Start of DATASET ROWS

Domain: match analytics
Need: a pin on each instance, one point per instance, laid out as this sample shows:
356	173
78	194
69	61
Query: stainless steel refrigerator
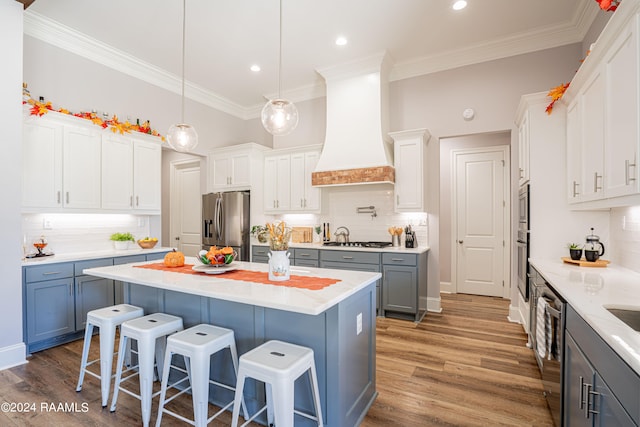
226	221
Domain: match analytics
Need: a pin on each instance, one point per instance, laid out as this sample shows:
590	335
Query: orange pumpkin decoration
174	259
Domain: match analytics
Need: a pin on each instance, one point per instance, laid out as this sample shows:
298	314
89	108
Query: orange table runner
301	282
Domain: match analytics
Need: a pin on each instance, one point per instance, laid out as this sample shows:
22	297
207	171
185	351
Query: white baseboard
447	288
13	355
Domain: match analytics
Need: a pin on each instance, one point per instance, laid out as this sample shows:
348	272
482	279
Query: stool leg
107	336
145	373
116	385
165	382
85	354
238	398
234	359
316	393
283	403
199	378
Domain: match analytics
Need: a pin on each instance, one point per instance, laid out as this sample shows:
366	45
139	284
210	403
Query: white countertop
391	249
271	296
80	256
588	290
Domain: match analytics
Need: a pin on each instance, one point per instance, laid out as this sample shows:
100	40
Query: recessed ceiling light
459	5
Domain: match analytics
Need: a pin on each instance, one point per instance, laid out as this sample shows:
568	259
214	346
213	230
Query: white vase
279	265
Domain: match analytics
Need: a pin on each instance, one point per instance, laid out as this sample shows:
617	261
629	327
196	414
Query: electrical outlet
46	224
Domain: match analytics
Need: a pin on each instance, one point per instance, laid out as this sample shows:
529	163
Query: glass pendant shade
279	117
182	137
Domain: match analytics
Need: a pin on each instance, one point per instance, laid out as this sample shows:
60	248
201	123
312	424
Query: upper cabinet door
592	102
147	175
82	151
621	126
42	164
117	172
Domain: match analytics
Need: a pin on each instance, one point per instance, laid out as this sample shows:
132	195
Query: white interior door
479	218
186	208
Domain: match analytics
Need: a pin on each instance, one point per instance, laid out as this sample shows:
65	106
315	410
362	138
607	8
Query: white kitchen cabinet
603	116
277	183
42	163
621	114
410	161
304	196
523	149
131	174
237	167
61	165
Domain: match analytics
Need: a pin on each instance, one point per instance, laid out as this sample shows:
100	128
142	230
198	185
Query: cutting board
584	263
302	234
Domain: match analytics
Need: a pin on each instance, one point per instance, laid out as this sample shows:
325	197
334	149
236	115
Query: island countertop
279	297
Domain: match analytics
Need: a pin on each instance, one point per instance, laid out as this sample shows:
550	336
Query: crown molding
549	37
64	37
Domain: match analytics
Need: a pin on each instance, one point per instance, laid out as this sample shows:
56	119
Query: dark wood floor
465	367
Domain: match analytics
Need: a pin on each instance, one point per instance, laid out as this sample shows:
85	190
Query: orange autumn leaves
555	94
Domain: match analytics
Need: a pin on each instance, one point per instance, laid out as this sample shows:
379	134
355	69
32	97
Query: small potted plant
575	251
260	232
121	240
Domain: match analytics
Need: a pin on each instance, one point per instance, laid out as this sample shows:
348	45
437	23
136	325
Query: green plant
122	237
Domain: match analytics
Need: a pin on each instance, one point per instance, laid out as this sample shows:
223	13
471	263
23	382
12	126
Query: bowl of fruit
148	242
217	257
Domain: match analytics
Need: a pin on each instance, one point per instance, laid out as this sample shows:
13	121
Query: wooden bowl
147	244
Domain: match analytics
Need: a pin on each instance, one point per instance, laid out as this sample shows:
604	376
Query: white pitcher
279	265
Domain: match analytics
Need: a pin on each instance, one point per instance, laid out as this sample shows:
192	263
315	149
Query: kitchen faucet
342	237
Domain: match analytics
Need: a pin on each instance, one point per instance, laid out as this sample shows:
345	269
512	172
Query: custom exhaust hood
357	149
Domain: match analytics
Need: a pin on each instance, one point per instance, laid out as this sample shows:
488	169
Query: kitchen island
337	322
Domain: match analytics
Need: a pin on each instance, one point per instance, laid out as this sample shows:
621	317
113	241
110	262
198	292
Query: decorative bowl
147	244
216	258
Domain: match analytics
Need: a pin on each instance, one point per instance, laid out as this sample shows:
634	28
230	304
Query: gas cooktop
373	245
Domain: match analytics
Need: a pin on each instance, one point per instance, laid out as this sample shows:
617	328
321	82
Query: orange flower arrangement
608	5
555	94
41	108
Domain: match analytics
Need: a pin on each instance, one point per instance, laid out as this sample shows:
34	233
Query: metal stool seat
149	331
107	319
278	364
197	344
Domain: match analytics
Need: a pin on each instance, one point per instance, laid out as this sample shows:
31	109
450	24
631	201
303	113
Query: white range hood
357	149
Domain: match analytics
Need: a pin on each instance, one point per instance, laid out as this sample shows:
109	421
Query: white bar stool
278	364
146	330
197	344
107	319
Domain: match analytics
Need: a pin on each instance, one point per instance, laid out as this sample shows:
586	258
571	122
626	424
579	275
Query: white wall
12	349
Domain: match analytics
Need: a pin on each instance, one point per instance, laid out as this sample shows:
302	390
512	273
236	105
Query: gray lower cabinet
404	281
599	388
57	298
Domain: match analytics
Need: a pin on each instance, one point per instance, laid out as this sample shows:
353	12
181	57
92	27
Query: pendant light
182	137
279	116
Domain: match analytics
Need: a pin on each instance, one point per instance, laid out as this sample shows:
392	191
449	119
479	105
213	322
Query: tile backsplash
71	233
340	205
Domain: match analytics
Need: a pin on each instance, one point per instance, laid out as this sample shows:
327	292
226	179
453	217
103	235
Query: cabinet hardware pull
595	182
627	176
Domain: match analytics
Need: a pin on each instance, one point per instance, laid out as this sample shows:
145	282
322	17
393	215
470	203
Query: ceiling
224	38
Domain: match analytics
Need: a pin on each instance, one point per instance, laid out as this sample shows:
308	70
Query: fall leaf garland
41	108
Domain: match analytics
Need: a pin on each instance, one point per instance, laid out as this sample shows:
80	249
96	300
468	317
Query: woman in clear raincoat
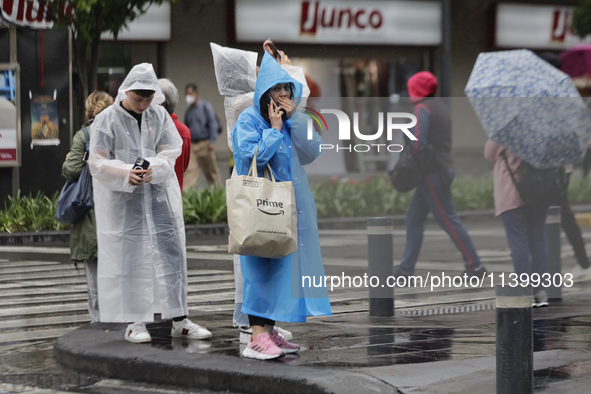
140	229
273	289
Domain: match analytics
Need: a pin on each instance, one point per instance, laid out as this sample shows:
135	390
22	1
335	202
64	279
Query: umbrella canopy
530	108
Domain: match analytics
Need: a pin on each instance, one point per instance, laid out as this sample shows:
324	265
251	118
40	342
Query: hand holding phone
272	49
141	164
139	169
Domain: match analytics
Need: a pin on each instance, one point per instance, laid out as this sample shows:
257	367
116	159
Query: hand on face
281	94
275	114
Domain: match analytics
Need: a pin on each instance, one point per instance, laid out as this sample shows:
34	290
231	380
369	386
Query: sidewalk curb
107	354
353	223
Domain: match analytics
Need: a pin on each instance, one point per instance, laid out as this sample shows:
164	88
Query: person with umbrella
534	119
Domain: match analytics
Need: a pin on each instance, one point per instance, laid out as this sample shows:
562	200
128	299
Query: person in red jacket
172	98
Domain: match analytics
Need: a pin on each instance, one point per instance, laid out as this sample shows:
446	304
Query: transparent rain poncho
140	229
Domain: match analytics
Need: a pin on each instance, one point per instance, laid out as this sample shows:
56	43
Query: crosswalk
41	300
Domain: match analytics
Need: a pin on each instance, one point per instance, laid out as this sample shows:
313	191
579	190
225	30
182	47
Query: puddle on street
355	345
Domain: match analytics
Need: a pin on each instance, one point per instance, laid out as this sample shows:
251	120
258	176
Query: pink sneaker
262	348
282	344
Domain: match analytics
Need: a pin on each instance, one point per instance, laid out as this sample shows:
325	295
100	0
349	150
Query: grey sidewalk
349	353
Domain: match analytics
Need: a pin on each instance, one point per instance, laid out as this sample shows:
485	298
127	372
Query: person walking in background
568	221
433	194
83	233
171	99
277	132
142	266
525	225
201	120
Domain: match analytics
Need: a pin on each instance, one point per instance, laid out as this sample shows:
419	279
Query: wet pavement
41	300
356	340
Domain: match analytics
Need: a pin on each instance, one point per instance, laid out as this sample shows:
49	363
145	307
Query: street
42	300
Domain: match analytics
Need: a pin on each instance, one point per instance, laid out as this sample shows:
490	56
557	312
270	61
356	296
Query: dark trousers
571	229
526	235
434	195
260	321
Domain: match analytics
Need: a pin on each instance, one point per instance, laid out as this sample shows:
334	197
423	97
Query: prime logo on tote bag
261	215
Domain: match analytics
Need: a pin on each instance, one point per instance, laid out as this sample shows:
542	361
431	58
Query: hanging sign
44	120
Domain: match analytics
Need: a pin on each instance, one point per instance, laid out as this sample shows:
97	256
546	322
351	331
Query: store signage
339	22
31	13
535	27
154	25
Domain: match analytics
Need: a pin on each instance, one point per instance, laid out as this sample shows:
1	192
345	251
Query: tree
581	24
89	19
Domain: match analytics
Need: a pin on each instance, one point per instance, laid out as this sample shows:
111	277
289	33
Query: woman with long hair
83	233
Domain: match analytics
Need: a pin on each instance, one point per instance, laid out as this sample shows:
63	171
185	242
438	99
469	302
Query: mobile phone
141	164
271	98
274	50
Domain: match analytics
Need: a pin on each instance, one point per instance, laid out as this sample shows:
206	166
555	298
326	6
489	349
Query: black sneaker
400	273
480	271
540	299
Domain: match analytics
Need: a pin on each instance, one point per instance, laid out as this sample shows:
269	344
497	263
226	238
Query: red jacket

End of DATASET ROWS

◆ WHAT YOU WILL DO
Count the lines in the data above that contain the string "cabinet", treating uppercase and lowercase as different, and give only the number.

◆ SOLUTION TO THIS TASK
4